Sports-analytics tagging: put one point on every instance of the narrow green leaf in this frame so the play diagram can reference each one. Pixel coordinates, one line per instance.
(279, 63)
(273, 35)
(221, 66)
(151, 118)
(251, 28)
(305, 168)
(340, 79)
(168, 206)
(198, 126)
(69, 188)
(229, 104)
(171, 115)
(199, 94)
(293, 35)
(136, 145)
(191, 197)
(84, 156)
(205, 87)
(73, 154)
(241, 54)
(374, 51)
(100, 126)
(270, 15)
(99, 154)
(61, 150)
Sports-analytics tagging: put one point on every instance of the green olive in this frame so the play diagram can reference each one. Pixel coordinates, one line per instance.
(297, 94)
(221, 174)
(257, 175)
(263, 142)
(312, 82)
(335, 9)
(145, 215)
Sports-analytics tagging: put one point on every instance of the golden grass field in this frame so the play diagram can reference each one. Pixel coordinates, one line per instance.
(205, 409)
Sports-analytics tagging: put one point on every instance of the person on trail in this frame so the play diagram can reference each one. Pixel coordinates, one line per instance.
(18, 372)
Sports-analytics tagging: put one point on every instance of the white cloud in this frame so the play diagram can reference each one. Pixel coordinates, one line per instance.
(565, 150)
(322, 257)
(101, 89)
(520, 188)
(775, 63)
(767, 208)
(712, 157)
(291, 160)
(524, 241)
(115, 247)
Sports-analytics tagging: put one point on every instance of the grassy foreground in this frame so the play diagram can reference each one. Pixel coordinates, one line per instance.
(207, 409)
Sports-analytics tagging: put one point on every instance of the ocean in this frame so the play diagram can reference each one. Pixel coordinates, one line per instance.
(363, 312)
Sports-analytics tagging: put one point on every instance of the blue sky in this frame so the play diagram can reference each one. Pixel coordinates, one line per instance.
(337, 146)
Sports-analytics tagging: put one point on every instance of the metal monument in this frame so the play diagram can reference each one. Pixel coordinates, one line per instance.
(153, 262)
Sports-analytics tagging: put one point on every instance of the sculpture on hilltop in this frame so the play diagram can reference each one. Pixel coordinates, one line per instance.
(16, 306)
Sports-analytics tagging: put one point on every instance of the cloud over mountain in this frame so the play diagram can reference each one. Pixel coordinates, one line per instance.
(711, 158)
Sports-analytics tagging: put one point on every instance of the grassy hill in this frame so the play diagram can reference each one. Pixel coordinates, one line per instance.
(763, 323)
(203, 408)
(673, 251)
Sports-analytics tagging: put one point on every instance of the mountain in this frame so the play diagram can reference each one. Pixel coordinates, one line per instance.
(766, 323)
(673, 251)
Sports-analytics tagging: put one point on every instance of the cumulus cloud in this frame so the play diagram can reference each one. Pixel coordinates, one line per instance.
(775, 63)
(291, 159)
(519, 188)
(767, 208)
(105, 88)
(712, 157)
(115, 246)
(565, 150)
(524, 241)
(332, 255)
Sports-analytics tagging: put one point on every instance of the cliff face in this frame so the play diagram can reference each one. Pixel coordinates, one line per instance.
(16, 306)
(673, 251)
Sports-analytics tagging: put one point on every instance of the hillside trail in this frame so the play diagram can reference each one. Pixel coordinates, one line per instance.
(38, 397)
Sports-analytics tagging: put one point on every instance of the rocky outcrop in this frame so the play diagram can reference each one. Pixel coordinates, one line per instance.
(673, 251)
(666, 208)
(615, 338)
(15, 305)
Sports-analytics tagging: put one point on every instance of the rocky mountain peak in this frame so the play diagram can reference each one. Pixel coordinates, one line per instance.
++++++++++++++++++++
• [TASK DETAILS]: Reproduce the records above word for word.

• [OUTPUT OF THE TASK]:
Sports-analytics tagging: put one point on every instance of the narrow green leaf in this frame so the play diagram can reference each one. Pixel coordinates, one line per instance.
(279, 63)
(273, 35)
(221, 66)
(151, 118)
(251, 28)
(305, 168)
(340, 79)
(168, 206)
(198, 126)
(69, 188)
(229, 104)
(171, 115)
(199, 94)
(293, 35)
(136, 145)
(191, 197)
(84, 156)
(205, 87)
(73, 154)
(241, 54)
(374, 51)
(100, 126)
(270, 15)
(99, 154)
(61, 150)
Sports-analytics tagging: put one point on every instance of the green olive in this frame so the play diagram can reference each one. Pixel coordinates, one line per instance.
(297, 94)
(221, 174)
(257, 175)
(263, 142)
(312, 82)
(335, 9)
(145, 215)
Sports-analytics tagging: put one point on every instance of the golden grass field in this frame so the play diagram can reference each one. Pixel coordinates, one line per instance.
(205, 409)
Sports-analytics tagging: put one point on every instance of the person on trail in this frame so the play diagram can reference each one. Pixel coordinates, one line per instance.
(18, 372)
Sports-analytics tagging: put one point on every instance of the white cloud in this frame so the play diagram can reference each one. Pixel coordinates, one line per instance.
(565, 150)
(322, 257)
(101, 89)
(520, 188)
(775, 63)
(767, 208)
(712, 157)
(291, 160)
(524, 241)
(115, 247)
Sports-analytics tagging: put one point on every instance of the grassy foreground in this frame so the play diagram can reference each one. Pixel coordinates, one line per instance.
(207, 409)
Sports-analytics tagging: put one point on every instance of the ocean in this frame so the play diagram can reference each one. Pixel coordinates, one line per instance.
(363, 312)
Sports-analytics tagging: put one point on every instance of the blue sky in this frame so the play diagram can reference each one. Pixel coordinates, one line per instance.
(337, 146)
Sports-analytics tagging: put one point on every instance of the metal monument in this frame so the play diagram can reference each one. Pixel coordinates, one line per instance.
(153, 262)
Sports-analytics tagging: put one point on every instance of the sculpture on hilltop in this frame so the play diagram can reference each one. Pixel coordinates, one line per instance.
(16, 306)
Sports-analytics tagging: put one point on every instance of the cloud over mountain in this frame so the play diagram can reference each one. Pixel coordinates, one line per instance.
(711, 158)
Sports-analytics tagging: put one point on every instance of the grassy hill in this frame so the play diagram can reference each one. Pixel coordinates, one line per instance.
(763, 323)
(203, 408)
(673, 251)
Sports-analytics tagging: put one point on every instance of the mountain in this frame so the play diagram can reference each one. Pixel coordinates, one line per instance.
(766, 323)
(673, 251)
Sports-analytics tagging: put one point on every instance of the cumulus cloud in this frame so the play diagram can reference each one. Pixel coordinates, one line per instance.
(775, 63)
(291, 159)
(519, 188)
(767, 208)
(105, 88)
(712, 157)
(115, 246)
(565, 150)
(524, 241)
(332, 255)
Sports-analytics tagging: put one point on every instance of the cliff face in this frame so the play diagram can reference each one. Pixel coordinates, one line per instance.
(16, 306)
(673, 251)
Sports-analytics tagging: put one point on every instance of the hillside trail in this frame so the play diagram can reference each one. Pixel coordinates, one line per instance.
(38, 397)
Sports-analytics tagging: put one point on every instance of the rocky outcrop in this frame so the play diagram can reference each one. Pixel coordinates, one line per instance.
(673, 251)
(666, 208)
(615, 338)
(15, 305)
Sports-analytics tagging: put one point on every instance of the rocky mountain peak in this frame so the play diagram can reference each one. Pixel coordinates, one line per instance.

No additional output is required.